→ **Short task**
Please shift every coordinate up by 66 and write out in full each line from the one with "Each returned point MUST lie on the matching turquoise" up to and including the one with "[[788, 294], [891, 292], [137, 298]]", leaving out all other rows.

→ **Supplied material**
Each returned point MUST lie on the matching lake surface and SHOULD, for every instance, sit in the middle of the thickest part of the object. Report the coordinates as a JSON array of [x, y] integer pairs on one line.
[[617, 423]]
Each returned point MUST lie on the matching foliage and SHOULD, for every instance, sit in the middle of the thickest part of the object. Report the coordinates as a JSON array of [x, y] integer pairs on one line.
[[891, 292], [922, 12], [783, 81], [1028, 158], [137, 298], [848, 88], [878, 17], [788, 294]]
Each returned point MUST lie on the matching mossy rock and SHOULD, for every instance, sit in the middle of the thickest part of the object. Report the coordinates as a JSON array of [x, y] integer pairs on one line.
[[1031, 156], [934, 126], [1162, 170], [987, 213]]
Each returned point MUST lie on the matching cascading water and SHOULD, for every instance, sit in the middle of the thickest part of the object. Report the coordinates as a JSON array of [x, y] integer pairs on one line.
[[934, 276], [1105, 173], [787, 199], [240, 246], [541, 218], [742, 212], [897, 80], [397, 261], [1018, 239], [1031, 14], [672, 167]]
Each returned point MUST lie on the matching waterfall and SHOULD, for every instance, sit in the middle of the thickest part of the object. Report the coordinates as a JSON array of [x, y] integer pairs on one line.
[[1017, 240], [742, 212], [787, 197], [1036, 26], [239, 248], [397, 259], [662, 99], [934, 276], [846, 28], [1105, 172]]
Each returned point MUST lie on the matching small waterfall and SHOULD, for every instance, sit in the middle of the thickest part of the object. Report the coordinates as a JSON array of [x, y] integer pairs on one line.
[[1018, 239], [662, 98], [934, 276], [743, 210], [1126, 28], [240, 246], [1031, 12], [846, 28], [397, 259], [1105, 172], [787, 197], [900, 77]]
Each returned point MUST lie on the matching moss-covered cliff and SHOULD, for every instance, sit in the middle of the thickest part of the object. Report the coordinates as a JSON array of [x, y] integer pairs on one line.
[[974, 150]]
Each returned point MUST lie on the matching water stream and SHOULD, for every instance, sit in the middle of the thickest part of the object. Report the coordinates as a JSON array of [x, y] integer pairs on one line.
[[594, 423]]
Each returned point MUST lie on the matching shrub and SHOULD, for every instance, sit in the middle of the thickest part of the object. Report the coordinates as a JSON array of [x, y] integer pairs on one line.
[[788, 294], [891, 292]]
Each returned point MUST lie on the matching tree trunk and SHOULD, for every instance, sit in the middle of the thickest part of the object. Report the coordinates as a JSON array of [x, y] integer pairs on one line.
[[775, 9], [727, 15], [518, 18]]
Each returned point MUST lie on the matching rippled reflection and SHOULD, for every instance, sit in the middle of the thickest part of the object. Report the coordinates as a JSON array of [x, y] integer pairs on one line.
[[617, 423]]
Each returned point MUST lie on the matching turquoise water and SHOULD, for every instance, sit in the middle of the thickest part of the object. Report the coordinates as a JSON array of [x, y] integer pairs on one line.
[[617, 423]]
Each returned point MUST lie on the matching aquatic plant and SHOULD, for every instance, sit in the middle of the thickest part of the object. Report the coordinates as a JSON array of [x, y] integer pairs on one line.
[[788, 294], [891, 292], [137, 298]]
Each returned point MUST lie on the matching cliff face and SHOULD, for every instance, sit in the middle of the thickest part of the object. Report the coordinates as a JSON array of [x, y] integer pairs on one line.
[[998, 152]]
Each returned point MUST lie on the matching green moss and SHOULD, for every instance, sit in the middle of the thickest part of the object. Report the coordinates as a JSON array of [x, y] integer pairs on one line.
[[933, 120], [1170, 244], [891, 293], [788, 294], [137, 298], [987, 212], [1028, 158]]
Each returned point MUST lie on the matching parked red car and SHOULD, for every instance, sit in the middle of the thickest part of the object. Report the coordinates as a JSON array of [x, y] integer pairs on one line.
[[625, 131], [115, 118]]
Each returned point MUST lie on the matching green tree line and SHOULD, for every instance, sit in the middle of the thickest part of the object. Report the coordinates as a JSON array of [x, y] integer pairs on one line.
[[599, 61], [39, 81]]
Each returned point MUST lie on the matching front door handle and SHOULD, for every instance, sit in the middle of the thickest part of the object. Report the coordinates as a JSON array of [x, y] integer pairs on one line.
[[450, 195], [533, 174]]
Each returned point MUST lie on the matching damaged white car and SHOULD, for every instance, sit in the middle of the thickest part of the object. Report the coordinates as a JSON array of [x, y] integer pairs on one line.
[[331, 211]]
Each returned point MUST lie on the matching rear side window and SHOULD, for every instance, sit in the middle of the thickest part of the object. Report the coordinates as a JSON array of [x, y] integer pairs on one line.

→ **Answer to the exercise**
Each returned point MUST lie on the matching turquoise water and SHOULD, for every instance, sit in the middle of the thickest part of the object. Report the coordinates as a JSON array of [x, y] integer pairs on one line.
[[683, 489]]
Each returned point MUST lie on the matching aquatic plant and SHOULD, for every instance, sit in the middle of the thickest part of the object. Report the coordinates as a JSON array of [x, y] integer pairs on one line.
[[854, 360], [957, 358], [203, 364]]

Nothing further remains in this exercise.